**Work order:** Which lines of the data below contain the string "exact", with uppercase and lowercase treated as different? Pull out each of those lines in full.
Segment Open
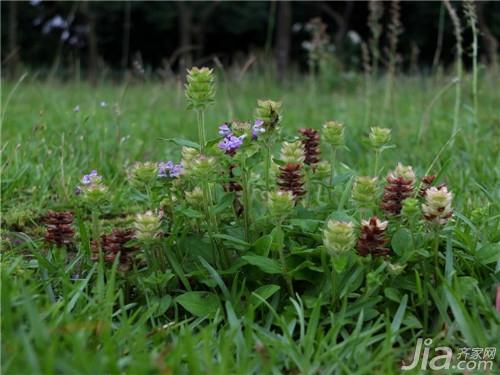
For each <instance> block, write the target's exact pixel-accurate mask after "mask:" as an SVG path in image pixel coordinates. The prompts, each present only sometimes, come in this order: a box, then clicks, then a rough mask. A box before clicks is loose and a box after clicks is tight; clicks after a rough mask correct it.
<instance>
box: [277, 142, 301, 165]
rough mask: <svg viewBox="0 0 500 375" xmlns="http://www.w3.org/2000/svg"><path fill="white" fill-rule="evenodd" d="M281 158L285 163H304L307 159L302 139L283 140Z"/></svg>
mask: <svg viewBox="0 0 500 375" xmlns="http://www.w3.org/2000/svg"><path fill="white" fill-rule="evenodd" d="M280 159H281V161H283V162H285V163H293V164H302V163H303V162H304V160H305V154H304V146H303V145H302V143H301V142H300V141H295V142H283V144H282V146H281V156H280Z"/></svg>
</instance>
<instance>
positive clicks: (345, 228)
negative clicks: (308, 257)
mask: <svg viewBox="0 0 500 375" xmlns="http://www.w3.org/2000/svg"><path fill="white" fill-rule="evenodd" d="M355 242H356V239H355V237H354V229H353V225H352V222H344V221H338V220H328V222H327V224H326V228H325V230H324V231H323V244H324V245H325V247H326V249H327V251H328V253H329V254H330V255H337V254H340V253H345V252H346V251H349V250H351V249H352V248H353V247H354V243H355Z"/></svg>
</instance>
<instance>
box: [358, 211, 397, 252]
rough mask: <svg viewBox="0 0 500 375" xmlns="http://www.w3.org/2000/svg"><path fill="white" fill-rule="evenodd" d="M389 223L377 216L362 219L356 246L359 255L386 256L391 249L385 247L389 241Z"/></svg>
mask: <svg viewBox="0 0 500 375" xmlns="http://www.w3.org/2000/svg"><path fill="white" fill-rule="evenodd" d="M387 224H388V222H387V221H381V220H380V219H379V218H378V217H376V216H373V217H371V218H370V220H362V221H361V233H360V234H359V239H358V244H357V246H356V248H357V250H358V254H359V255H361V256H367V255H372V256H385V255H388V254H389V253H390V250H389V249H388V248H386V247H384V246H385V244H386V243H387V239H386V238H385V231H386V229H387Z"/></svg>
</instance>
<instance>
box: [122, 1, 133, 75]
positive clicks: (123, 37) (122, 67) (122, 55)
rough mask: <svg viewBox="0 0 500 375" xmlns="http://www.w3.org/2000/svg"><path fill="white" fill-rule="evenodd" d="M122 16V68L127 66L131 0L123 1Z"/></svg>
mask: <svg viewBox="0 0 500 375" xmlns="http://www.w3.org/2000/svg"><path fill="white" fill-rule="evenodd" d="M124 8H125V9H124V18H123V39H122V61H121V67H122V70H124V71H125V70H126V69H127V68H128V55H129V47H130V11H131V8H132V2H131V1H125V3H124Z"/></svg>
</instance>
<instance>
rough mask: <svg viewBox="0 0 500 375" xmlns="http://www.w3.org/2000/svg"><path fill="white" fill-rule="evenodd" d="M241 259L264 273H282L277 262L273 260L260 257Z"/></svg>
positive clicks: (252, 255) (268, 258)
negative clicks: (258, 269) (261, 270)
mask: <svg viewBox="0 0 500 375" xmlns="http://www.w3.org/2000/svg"><path fill="white" fill-rule="evenodd" d="M242 258H243V259H244V260H246V261H247V262H248V263H249V264H251V265H253V266H256V267H259V268H260V269H261V270H262V271H263V272H265V273H271V274H280V273H282V272H283V270H282V269H281V265H280V264H279V262H277V261H276V260H274V259H270V258H266V257H261V256H259V255H245V256H243V257H242Z"/></svg>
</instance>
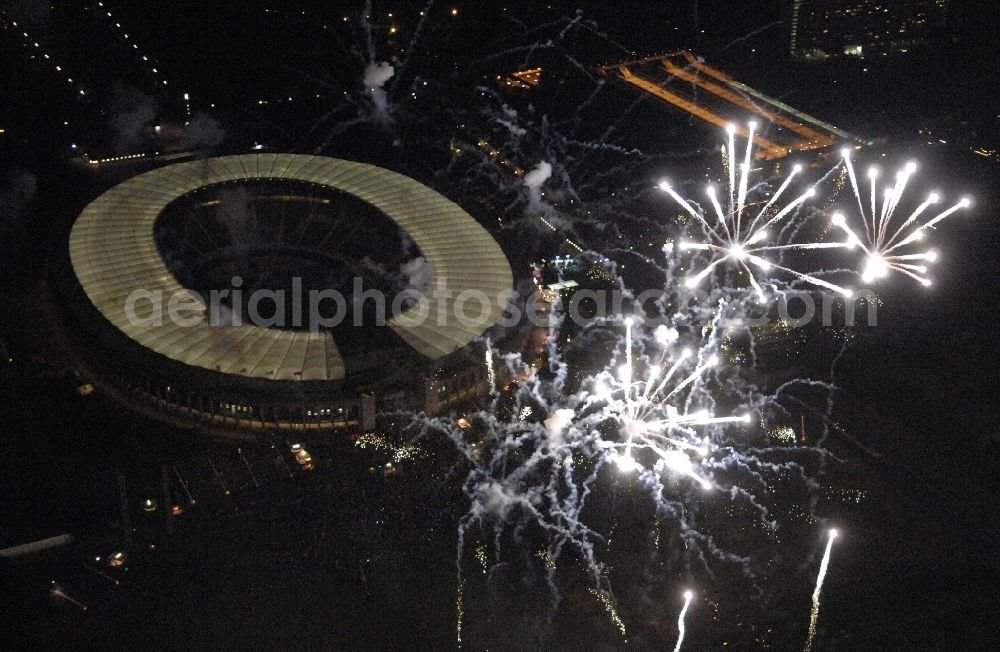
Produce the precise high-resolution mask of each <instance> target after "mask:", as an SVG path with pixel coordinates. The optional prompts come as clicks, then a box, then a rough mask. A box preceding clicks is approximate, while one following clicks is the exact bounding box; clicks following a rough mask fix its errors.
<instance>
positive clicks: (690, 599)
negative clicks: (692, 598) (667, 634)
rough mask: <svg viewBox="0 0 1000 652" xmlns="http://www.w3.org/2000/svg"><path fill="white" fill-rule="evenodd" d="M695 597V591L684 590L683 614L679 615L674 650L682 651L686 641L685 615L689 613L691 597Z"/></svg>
mask: <svg viewBox="0 0 1000 652" xmlns="http://www.w3.org/2000/svg"><path fill="white" fill-rule="evenodd" d="M693 597H694V593H692V592H691V591H685V592H684V606H683V607H682V608H681V614H680V615H679V616H678V617H677V645H675V646H674V652H681V645H682V644H683V643H684V616H686V615H687V608H688V607H690V606H691V598H693Z"/></svg>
Segment Closed
**Result of this exercise:**
For each <instance> block, write the target's exact pixel-accurate mask after "mask:" as an SVG path in image pixel coordinates. The prompts, each present only sometimes, come in this order: a box, then clicks, then a rough mask. A box before clicks is loose and a box after clicks is tight; clicks after a rough mask correct it.
Produce the precise high-resolution mask of each <instance> target after "mask:", as an SVG path with pixel coordinates. The optional prompts come as clicks, then a box, then a rough mask. A box preceding clicks is approximate, while one following clicks is the exact bounding box; clicks following a rough mask fix its errors.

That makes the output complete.